→ Records:
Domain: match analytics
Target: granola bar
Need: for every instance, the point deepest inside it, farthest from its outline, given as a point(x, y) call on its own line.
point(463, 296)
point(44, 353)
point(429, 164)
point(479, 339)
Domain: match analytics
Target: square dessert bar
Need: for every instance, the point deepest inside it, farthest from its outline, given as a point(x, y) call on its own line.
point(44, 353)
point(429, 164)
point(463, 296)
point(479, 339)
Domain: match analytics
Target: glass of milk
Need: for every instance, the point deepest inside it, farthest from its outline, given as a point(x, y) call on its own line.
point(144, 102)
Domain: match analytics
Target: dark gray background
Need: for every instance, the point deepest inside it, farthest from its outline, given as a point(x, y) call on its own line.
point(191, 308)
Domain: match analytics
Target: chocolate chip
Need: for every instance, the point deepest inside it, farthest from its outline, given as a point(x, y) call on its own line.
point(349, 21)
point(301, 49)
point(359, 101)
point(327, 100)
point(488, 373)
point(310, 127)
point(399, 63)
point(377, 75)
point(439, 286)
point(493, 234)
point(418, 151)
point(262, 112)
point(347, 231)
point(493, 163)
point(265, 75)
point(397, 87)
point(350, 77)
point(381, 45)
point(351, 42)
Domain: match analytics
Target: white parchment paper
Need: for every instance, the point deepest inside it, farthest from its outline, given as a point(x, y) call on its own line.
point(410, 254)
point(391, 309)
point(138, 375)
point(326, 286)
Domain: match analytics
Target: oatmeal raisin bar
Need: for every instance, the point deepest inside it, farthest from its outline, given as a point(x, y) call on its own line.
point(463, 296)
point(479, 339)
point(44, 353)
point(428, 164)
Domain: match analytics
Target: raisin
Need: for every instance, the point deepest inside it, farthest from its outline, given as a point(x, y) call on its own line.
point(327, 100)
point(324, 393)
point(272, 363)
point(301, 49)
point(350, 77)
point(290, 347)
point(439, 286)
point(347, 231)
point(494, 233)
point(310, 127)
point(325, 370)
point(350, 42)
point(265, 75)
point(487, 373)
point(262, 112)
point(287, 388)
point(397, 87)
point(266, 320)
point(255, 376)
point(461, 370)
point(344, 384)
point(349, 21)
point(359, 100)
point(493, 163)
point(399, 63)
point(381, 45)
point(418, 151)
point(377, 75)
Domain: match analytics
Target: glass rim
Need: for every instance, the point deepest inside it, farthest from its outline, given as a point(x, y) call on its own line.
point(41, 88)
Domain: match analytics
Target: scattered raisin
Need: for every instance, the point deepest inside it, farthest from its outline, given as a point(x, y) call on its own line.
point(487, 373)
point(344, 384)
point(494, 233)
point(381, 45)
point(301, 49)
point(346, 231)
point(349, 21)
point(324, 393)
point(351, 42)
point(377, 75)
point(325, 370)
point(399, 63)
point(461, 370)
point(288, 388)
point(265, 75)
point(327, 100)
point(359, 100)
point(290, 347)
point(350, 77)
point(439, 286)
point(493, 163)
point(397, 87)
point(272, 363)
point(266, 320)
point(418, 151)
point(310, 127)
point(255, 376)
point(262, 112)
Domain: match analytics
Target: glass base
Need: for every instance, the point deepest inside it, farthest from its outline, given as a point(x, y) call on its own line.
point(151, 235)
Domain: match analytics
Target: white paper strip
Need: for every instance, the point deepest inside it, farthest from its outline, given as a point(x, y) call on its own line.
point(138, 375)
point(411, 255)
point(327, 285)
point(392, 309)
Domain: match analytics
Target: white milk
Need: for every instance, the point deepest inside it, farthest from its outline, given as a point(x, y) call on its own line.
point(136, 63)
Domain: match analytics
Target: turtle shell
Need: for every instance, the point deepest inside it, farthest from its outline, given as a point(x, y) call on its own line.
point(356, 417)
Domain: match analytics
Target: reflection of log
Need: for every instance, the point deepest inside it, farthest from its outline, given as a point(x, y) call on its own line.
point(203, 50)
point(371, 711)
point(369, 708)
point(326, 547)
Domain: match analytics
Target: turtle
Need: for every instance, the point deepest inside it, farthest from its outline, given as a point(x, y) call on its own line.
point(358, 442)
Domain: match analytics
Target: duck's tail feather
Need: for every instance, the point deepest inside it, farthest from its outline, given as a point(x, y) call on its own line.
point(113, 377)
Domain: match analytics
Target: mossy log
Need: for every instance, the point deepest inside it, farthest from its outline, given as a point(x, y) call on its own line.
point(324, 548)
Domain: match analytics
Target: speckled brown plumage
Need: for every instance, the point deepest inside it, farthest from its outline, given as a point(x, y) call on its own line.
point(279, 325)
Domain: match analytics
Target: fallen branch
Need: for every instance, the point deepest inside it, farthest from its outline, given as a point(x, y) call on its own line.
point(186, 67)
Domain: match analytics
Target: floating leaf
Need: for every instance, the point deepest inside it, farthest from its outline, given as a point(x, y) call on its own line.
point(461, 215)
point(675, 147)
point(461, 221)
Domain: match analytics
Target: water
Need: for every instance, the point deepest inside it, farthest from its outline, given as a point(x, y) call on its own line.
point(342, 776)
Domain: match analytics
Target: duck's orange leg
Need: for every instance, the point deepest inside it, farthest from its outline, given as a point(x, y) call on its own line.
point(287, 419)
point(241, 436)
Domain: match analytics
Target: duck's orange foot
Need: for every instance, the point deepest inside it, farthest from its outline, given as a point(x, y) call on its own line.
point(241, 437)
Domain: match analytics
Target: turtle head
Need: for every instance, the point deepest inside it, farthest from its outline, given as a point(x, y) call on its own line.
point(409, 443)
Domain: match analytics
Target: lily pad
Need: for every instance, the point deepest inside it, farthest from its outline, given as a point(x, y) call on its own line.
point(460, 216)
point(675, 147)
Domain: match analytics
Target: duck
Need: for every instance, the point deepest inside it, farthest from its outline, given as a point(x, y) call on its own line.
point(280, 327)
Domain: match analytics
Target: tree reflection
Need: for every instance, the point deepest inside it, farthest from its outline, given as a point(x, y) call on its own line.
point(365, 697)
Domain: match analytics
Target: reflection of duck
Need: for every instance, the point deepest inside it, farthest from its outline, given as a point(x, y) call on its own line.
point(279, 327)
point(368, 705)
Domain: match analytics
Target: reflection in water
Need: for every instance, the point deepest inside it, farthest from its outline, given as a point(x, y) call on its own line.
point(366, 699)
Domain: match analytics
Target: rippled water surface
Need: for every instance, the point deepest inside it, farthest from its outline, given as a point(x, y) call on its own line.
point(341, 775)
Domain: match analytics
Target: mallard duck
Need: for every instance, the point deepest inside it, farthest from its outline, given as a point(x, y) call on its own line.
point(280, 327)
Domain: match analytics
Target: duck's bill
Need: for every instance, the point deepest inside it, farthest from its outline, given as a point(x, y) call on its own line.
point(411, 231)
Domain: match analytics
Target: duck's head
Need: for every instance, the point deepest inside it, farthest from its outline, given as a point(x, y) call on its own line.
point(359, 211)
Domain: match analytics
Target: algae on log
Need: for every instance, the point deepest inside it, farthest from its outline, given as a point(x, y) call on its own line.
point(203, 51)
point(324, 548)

→ Required work: Rescale the records from their first line through the line containing "point(326, 286)", repeating every line including the requests. Multiply each coordinate in the point answers by 2.35 and round to the nearest whole number, with halves rounding up.

→ Task response:
Domain: match analytics
Target: granola bar
Need: for every instance, the point deepest inside it, farthest from its outline, given as a point(x, y) call on its own line.
point(1088, 696)
point(103, 830)
point(1008, 385)
point(1126, 797)
Domain: match analytics
Target: square dessert bar
Need: for every instance, the point deepest inside it, farthest from its outline, given as a point(x, y) call on its own line.
point(103, 830)
point(1008, 385)
point(1088, 696)
point(1126, 797)
Domain: match analytics
Target: glass of milk
Need: for every instance, the point deepest inside it, farthest from its outline, given as a point(x, y) call on its own line.
point(338, 240)
Domain: match analytics
Target: dark gray background
Need: for every instance, the point deepest inside it, farthest from its outline, given as a point(x, y) call on its own line.
point(449, 724)
Domain: match analytics
Target: chocolate chip
Need: for every instance, the point deepest inside it, farthest from its outline, given as a point(x, y) call on its own line.
point(820, 49)
point(707, 115)
point(844, 237)
point(768, 235)
point(1147, 877)
point(729, 298)
point(938, 148)
point(886, 176)
point(1032, 672)
point(1159, 550)
point(982, 355)
point(616, 263)
point(815, 543)
point(1159, 383)
point(623, 176)
point(933, 204)
point(823, 181)
point(895, 106)
point(825, 99)
Domain: match analytics
Target: white parchment paper
Need: for every instance, the point deepest inside it, farthest from its outline, given as a point(x, y) call on its own line.
point(964, 597)
point(919, 726)
point(324, 881)
point(766, 672)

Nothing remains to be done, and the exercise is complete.